* ЗАДАНИЕ:
Отредактируйте фрагмент текста страницы, начиная со слов «Не хотите охотиться, поедемте» и заканчивая словами «что-нибудь и непоходное....»: замените в нем «крепостцу» на «крепость».

* ТЕКСТ СТРАНИЦЫ:
════════════════════
В отношении домашней жизни следует заметить, что все молоканы грамотны и развитее прочих русских переселенцев. Полагаю, что это происходит от сосредоточенного и строгого к самому себе характера. В деревнях их вы никогда не увидите игрищ и не услышите песен; в будничные дни все занимаются работами, праздники же посвящаются пению псалмов и чтению Библии. Субботу некоторые соблюдают так строго, что не зажигают даже огня и едят холодные кушанья, а многие в этот день и вовсе не употребляют ни питья, ни пищи. Ко всему этому молоканы не пьют водки; но, к сожалению, теперь это исчезает, и в их деревнях, хотя — по замечанию одного путешественника — в самых концах, появились духаны. Замечательная черта молоканов еще та, что, во имя странноприимничества, они укрывают у себя всех беглых, что ставит их в постоянную опозицию с местными властями и часто вводит в большие хлопоты и неприятности.

Живут молоканы хорошо, податей не платят, рекрутов от них не берут; земли много и урожаи каждый год хорошие. Деревни их богаты и многолюдны. Самое большое селение в Шемахинской губернии, называемое Алтагач, имеет до пятисот душ, рынки и несколько лавок с хорошими товарами.

Религиозное учение запрещает молоканам вести войну и носить оружие; однако хищничество татар, их новых соседей, сделало переселенцев весьма воинственными, и теперь в каждом доме найдете порядочное ружье со всеми к нему принадлежностями. Рассказывают про одного молокана, который, будучй застигнут в Мокрых горах татарскою партиею, засел в каменную пещеру и, несмотря на то, что был ранен, целый день вел перестрелку и не дался им в руки. Другой случай был еще решительнее. Ночью татары убили молокана возле самой деревни. На выстрелы и крик выскочили жители, бросились в погоню за [433] хищниками и поймали их. Что же с ними делать? Старшин в деревнях нет, а все дела решаются на сходках. Сходка приговорила посадить татар в пустой сарай и сжечь живыми. Эта ужасная казнь, за которую молоканы уже после имели дело с чиновниками всевозможных ведомств, осадила, как говорится, татар, и теперь возле молоканских деревень совершенно покойно.

Досуга у нас при такой жизни еще более, нежели на зимовых квартирах. Чем же наполнить его? Пойдемте на охоту: в этих дремучих, вековых дебрях так много оленей, красивых серн, кабанов, медведей, даже барсов, забегающих сюда иногда из Персии. С раннего утра идут и едут туда охотники, устраиваются великолепные облавы, в которых принимает участие едва ли не вся драгунская бригада.

Не хотите охотиться, поедемте в Каменку, в крепостцу, построенную еще генералом Давыдовым после последней персидской войны и сторожившую некогда снеговой Безобдал. С тех пор она давно уже утратила свое стратегическое значение и служит ныне простою штаб-квартирою кавказских артиллеристов. Заедем к ним в гости. Артиллеристы живут дома: стало быть у них можно рассчитывать на что-нибудь и непоходное....
════════════════════
* СОБРАННЫЕ ДАННЫЕ:
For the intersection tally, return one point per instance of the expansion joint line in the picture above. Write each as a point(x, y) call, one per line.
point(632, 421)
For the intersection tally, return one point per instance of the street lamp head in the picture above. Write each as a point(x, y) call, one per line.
════════════════════
* ОБРАЗЕЦ ОТВЕТА:
Не хотите охотиться, поедемте в Каменку, в крепость, построенную еще генералом Давыдовым после последней персидской войны и сторожившую некогда снеговой Безобдал. С тех пор она давно уже утратила свое стратегическое значение и служит ныне простою штаб-квартирою кавказских артиллеристов. Заедем к ним в гости. Артиллеристы живут дома: стало быть у них можно рассчитывать на что-нибудь и непоходное....